→ **Set problem**
Locate each line in the material below that contains the string "jersey", treating uppercase and lowercase as distinct, and copy every such line.

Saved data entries
● ● ● ● ● ● ●

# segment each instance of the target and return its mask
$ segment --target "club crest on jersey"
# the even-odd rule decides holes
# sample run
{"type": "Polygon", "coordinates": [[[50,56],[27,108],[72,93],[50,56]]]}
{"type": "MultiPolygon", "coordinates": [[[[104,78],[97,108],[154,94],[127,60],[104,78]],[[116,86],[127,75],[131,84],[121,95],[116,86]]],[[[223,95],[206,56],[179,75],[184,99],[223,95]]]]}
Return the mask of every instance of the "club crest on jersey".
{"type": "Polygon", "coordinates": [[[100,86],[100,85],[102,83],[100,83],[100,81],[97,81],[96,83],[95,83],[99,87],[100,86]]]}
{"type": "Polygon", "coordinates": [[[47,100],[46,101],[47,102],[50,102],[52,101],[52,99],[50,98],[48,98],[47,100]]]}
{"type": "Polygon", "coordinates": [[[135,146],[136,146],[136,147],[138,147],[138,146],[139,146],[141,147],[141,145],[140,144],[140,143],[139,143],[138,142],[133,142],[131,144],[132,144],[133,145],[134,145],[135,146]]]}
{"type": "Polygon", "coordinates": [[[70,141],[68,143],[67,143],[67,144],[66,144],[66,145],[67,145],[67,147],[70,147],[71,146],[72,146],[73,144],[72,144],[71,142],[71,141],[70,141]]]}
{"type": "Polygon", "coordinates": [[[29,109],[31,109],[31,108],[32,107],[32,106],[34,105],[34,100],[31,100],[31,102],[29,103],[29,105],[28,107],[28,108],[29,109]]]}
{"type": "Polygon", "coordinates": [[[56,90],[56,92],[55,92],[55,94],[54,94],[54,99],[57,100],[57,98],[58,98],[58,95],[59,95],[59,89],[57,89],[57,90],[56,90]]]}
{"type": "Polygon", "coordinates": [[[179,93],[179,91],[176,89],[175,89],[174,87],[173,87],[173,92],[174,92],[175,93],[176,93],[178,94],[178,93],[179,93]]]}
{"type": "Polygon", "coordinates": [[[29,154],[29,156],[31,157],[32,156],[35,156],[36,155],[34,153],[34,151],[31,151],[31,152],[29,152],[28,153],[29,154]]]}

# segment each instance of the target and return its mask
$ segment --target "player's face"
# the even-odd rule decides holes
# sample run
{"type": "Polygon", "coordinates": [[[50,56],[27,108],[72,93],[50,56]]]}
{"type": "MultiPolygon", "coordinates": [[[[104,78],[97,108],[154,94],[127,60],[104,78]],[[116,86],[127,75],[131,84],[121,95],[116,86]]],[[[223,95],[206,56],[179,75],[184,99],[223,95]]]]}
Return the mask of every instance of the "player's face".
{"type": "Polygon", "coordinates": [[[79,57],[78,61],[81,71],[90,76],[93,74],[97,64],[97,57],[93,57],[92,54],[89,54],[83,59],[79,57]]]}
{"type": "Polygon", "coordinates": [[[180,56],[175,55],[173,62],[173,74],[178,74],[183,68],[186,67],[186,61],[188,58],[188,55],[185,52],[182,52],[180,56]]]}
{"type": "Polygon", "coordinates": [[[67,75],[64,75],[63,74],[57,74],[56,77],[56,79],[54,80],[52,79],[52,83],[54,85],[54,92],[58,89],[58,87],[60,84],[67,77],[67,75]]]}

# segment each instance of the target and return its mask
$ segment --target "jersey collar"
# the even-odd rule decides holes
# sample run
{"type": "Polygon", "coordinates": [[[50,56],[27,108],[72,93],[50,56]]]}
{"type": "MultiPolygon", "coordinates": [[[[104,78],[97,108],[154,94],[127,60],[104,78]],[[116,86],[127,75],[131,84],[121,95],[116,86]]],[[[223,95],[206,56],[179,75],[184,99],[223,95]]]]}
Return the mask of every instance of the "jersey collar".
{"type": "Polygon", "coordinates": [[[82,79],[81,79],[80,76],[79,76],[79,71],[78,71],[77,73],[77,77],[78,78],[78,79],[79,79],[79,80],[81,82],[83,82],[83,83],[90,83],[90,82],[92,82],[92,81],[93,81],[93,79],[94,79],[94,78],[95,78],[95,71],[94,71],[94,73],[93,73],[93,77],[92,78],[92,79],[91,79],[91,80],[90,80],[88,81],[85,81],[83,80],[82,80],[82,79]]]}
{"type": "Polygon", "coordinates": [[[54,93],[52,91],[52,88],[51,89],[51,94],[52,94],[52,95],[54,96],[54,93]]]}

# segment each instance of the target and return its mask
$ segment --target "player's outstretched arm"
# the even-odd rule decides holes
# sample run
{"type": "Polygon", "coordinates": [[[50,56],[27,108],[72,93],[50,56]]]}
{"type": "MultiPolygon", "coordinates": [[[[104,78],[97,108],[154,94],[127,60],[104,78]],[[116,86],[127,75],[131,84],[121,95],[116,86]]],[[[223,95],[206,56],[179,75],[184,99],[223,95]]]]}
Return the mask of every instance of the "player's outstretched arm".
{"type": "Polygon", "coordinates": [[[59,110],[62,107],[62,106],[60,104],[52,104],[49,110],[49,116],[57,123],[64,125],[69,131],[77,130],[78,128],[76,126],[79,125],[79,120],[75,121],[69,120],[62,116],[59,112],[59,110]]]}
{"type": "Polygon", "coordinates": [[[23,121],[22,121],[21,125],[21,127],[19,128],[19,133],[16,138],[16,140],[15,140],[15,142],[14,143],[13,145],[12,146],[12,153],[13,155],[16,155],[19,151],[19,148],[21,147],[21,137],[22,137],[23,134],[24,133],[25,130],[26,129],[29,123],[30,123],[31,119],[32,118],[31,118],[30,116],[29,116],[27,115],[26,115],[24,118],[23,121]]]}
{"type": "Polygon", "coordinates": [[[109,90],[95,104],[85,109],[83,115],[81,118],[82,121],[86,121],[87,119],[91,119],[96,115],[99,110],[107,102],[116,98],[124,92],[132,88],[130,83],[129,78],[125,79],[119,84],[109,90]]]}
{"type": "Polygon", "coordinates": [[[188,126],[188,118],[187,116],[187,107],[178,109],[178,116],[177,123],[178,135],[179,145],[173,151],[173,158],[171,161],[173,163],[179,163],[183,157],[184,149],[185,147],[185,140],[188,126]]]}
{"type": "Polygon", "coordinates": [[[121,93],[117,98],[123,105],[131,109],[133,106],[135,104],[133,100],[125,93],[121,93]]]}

● ● ● ● ● ● ●

→ **Finished answer**
$ segment --target "club crest on jersey"
Return the mask of every instance of the "club crest on jersey".
$ segment --target "jersey collar"
Return the mask of every instance of the "jersey collar".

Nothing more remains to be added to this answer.